● **Excerpt to read**:
We should not be surprised at their failure to act as an effective bomb disposal unit. Government, focused almost exclusively on the far lesser threat of public sector debt, has drawn their remit very tightly.

The commission’s terms are simply “to promote financial stability and competition”. To reinforce these limited aims, the government appointed two ex-bankers, and a competition economist – micro-economists all – and only one macroeconomist, Martin Wolf; the commission chair, Sir John Vickers, obtained his PhD in “Patent Races and Market Structure”.

As a result there is little attention in the report to historical context; nor does it explain the vast expansion of the finance sector since 1971 when Chancellor Anthony Barber first de-regulated finance under the guise of ‘Competition and Credit Control’ (dubbed ‘all competition and no control’ by economists).

Forty years of systematic de-regulation has inflated the banking sector’s “total balance sheet to more than four times (the UK’s) annual GDP”, according to the commission. Simultaneously, and because of the finance sector’s unrestrained usury, greed and speculation, Britain’s productive, manufacturing and agricultural sectors have systematically shrunk as a share of GDP.

One big disappointment is that commissioners and their advisers appear to lack a grounding in monetary theory. There is little evidence in the report of an understanding of the private (and shadow) banking system’s role in credit-creation, in fixing the ‘price’ of borrowing (the rate of interest) and in allocating credit.

Coordinate annotation entries:

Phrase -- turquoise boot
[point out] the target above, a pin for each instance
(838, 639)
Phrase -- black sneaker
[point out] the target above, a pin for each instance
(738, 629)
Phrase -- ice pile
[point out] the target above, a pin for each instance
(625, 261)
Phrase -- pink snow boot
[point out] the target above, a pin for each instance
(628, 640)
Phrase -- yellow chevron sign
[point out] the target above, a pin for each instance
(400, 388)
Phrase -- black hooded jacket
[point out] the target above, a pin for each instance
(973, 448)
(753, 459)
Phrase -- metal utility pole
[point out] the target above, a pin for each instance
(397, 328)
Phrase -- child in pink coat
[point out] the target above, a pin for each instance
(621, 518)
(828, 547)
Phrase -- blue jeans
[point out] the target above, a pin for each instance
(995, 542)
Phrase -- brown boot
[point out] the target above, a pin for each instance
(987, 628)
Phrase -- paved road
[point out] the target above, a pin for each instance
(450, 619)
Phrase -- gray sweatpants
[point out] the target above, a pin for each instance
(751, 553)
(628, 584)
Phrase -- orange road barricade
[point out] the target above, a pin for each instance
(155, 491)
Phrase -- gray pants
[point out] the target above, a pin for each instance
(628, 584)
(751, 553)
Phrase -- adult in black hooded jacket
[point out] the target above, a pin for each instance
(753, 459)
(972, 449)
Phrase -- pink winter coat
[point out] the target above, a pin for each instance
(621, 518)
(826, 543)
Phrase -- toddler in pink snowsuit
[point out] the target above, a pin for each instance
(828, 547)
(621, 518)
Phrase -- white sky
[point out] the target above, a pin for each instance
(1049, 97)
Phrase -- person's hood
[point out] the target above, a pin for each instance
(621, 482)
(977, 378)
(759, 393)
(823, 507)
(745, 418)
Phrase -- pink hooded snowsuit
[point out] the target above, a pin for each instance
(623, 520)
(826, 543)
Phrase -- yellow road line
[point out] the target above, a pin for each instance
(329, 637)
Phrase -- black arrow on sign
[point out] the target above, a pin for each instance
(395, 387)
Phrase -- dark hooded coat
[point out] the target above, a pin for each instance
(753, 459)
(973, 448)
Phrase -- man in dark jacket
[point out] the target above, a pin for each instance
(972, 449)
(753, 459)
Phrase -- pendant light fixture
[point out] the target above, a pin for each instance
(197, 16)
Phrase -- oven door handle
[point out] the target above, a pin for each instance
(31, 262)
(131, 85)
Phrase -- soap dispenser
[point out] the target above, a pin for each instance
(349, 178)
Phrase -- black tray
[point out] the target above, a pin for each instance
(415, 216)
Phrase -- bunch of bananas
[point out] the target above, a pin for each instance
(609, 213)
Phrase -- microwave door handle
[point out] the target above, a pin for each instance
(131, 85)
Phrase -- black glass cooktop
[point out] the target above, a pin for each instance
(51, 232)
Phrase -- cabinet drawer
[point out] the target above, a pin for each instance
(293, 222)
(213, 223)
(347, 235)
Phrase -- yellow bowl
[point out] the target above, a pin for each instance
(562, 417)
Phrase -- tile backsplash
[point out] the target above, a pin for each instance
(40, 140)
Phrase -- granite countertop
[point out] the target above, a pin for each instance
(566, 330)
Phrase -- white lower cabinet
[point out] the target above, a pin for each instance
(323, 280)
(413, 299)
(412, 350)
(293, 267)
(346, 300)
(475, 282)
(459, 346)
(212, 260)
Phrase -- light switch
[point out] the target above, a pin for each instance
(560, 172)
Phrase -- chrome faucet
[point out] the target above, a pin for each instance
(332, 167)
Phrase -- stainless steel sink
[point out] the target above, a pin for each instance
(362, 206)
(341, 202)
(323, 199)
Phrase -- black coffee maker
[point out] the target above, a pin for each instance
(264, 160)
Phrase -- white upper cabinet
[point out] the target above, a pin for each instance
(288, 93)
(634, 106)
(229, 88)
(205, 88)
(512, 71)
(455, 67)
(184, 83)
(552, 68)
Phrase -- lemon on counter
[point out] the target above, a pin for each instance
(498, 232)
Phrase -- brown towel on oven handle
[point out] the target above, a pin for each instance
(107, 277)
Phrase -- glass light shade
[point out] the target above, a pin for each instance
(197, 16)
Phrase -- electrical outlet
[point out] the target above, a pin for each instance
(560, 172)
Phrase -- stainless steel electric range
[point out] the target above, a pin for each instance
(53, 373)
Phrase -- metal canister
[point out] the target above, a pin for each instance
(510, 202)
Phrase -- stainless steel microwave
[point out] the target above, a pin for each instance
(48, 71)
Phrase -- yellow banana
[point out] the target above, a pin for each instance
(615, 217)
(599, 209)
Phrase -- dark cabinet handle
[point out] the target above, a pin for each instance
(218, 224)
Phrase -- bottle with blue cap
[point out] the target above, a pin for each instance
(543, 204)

● **Aim of the task**: Reproduce the passage above about the banking commission word for word, in full.

● **Solution to this problem**:
We should not be surprised at their failure to act as an effective bomb disposal unit. Government, focused almost exclusively on the far lesser threat of public sector debt, has drawn their remit very tightly.

The commission’s terms are simply “to promote financial stability and competition”. To reinforce these limited aims, the government appointed two ex-bankers, and a competition economist – micro-economists all – and only one macroeconomist, Martin Wolf; the commission chair, Sir John Vickers, obtained his PhD in “Patent Races and Market Structure”.

As a result there is little attention in the report to historical context; nor does it explain the vast expansion of the finance sector since 1971 when Chancellor Anthony Barber first de-regulated finance under the guise of ‘Competition and Credit Control’ (dubbed ‘all competition and no control’ by economists).

Forty years of systematic de-regulation has inflated the banking sector’s “total balance sheet to more than four times (the UK’s) annual GDP”, according to the commission. Simultaneously, and because of the finance sector’s unrestrained usury, greed and speculation, Britain’s productive, manufacturing and agricultural sectors have systematically shrunk as a share of GDP.

One big disappointment is that commissioners and their advisers appear to lack a grounding in monetary theory. There is little evidence in the report of an understanding of the private (and shadow) banking system’s role in credit-creation, in fixing the ‘price’ of borrowing (the rate of interest) and in allocating credit.